STATED TASK 1:
In the OpenGL troubleshooting thread, translate this sentence into Spanish: "Something seems to be broken for now."

DOCUMENT EXCERPT:

-- begin --

Could it be that different renderers are being used for different GPU related functionality... ?

malex984 commented 9 years ago

And i confirm that after going into video glmark2 stopped working with the following message:

libGL error: pci id for fd 4: 80ee:beef, driver (null)
OpenGL Warning: glFlushVertexArrayRangeNV not found in mesa table
...
OpenGL Warning: glTestFenceNV not found in mesa table
libGL error: core dri or dri2 extension not found
libGL error: failed to load driver: vboxvideo
OpenGL Warning: glXChooseVisual: ignoring attribute 0x22
OpenGL Warning: glXChooseFBConfig returning NULL, due to attrib=0x2, next=0x1
Error: glXChooseFBConfig() failed
Error: Error: Could not get a valid XVisualInfo!
Error: Error: Couldn't create X Window!
Error: main: Could not initialize canvas

ps: same effect if running as root...

malex984 commented 9 years ago

Just in case: after detaching video camera from VM i only have the following video-owned devides:

crw-rw----+ 1 root video 226, 0 Apr 17 10:11 /dev/dri/card0
crw-rw----  1 root video  29, 0 Apr 17 10:11 /dev/fb0

malex984 commented 9 years ago

i am going to experiment on a real linux machine with GPU now...

porst17 commented 9 years ago

Sounds like a good idea.

BTW: I tried to log out and in but now I can't log into any graphical session again. Something seems to be broken for now. Will test on monday.

malex984 commented 9 years ago

Setup: Archlinux & X11 & nvidia GPU: all GPU-related apps can run. glxinfo:

direct rendering: Yes
server glx vendor string: NVIDIA Corporation
server glx version string: 1.4
client glx vendor string: NVIDIA Corporation
client glx version string: 1.4
OpenGL vendor string: NVIDIA Corporation
OpenGL renderer string: GeForce 9300 GS/PCIe/SSE2
OpenGL core profile version string: 3.3.0 NVIDIA 340.76
OpenGL core profile shading language version string: 3.30 NVIDIA via Cg compiler
OpenGL version string: 3.3.0 NVIDIA 340.76
OpenGL shading language version string: 3.30 NVIDIA via Cg compiler
OpenGL ES profile version string: OpenGL ES 2.0 NVIDIA 340.76 340.76
OpenGL ES profile shading language version string: OpenGL ES GLSL ES 1.00

Test: main/run.sh appchoo "rxvt-unicode -fn xft:terminus:pixelsize=12 -e bash" and run glxinfo or glmark2 from shell (maybe also set DISPLAY by hand as it will share /tmp with the host).

current Docker appchoo is now an experimental GPU testing image with (libgles1-mesa, libgles2-mesa, libegl1-mesa-drivers, libgl1-mesa-dri, mesa-vdpau-drivers, nux-tools, mesa-utils, glmark2),

Unfortunately glxinfo, glmark2 or any other OpenGL-related app. output something like the following:

libGL error: failed to load driver: swrast
** GLX does not support GLX_EXT_swap_control or GLX_MESA_swap_control!
X Error of failed request:  BadValue (integer parameter out of range for operation)
X Error of failed request:  GLXBadContext
  Major opcode of failed request:  154 (GLX)
  Minor opcode of failed request:  24 (X_GLXCreateNewContext)

-- end --

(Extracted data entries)
-- begin --

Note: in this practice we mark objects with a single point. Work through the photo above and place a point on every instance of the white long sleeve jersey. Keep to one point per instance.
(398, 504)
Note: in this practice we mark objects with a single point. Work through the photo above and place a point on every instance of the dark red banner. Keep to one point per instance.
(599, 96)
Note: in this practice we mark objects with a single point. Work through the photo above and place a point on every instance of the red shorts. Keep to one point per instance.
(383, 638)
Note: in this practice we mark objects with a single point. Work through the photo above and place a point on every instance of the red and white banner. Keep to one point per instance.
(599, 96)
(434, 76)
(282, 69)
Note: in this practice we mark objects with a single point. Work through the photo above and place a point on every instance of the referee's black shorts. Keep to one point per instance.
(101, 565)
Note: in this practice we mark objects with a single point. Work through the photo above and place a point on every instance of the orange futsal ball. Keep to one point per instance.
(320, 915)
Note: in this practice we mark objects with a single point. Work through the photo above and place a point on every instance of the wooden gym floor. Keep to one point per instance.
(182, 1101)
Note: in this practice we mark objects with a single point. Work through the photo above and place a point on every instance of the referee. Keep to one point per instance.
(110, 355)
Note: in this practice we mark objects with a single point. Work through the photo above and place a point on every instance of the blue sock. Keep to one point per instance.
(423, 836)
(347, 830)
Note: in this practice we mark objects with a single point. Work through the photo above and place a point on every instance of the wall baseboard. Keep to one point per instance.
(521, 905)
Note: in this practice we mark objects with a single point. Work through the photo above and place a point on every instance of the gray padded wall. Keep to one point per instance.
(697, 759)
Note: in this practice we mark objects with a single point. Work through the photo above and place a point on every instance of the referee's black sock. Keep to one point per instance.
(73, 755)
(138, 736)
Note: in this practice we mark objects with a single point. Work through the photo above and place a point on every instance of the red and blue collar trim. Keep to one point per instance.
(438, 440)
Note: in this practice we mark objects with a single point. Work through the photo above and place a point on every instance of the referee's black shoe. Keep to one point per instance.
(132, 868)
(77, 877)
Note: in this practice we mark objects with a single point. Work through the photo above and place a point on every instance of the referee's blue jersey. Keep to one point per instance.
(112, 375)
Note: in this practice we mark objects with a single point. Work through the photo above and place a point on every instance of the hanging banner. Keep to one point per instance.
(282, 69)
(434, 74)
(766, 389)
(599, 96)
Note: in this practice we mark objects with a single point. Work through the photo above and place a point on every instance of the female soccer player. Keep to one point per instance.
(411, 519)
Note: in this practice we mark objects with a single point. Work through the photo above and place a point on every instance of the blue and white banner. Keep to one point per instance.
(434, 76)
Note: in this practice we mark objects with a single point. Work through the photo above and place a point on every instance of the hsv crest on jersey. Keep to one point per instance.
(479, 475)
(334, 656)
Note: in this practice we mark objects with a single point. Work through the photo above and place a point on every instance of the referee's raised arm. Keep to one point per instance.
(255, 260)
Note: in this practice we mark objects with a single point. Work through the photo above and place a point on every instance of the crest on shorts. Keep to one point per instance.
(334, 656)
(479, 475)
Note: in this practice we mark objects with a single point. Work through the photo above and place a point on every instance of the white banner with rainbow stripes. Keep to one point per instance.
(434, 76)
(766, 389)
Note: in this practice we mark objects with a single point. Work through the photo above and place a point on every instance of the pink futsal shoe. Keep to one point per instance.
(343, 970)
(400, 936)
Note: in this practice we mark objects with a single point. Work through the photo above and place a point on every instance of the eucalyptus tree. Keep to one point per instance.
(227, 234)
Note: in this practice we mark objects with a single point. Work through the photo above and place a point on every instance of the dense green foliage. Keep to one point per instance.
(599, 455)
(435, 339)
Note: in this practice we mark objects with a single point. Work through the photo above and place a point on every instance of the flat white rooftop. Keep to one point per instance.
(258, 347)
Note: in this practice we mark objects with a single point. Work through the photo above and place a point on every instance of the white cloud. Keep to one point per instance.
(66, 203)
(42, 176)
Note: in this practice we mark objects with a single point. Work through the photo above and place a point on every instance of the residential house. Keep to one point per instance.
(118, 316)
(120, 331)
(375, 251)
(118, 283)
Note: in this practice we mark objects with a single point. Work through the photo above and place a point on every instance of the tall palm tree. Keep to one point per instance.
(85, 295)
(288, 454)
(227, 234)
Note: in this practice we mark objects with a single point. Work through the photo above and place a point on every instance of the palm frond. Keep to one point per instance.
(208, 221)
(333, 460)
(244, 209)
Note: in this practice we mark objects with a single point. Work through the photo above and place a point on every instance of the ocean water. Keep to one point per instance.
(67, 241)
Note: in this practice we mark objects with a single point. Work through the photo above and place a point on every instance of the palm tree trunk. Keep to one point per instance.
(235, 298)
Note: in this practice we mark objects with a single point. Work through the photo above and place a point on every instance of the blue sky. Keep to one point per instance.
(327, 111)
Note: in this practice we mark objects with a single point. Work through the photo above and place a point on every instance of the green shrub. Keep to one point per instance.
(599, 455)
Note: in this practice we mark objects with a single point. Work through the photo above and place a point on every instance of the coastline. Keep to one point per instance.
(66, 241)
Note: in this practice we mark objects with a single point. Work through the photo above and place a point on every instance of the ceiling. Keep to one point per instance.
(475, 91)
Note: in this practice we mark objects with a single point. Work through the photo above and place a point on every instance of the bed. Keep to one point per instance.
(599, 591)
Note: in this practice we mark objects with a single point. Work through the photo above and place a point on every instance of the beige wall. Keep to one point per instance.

-- end --

STATED TASK 2:
Rescale everything in the listing from the line containing "bed. Keep to one point per instance." down to the end of the listing, both ends included, writing out every line again, requests included. Multiply each point coordinate in the answers by 2.35 and round to whole numbers, with halves rounded up.

COMPLETE ANSWER 1:
Algo parece estar roto por ahora.

COMPLETE ANSWER 2:
Note: in this practice we mark objects with a single point. Work through the photo above and place a point on every instance of the bed. Keep to one point per instance.
(1408, 1389)
Note: in this practice we mark objects with a single point. Work through the photo above and place a point on every instance of the beige wall. Keep to one point per instance.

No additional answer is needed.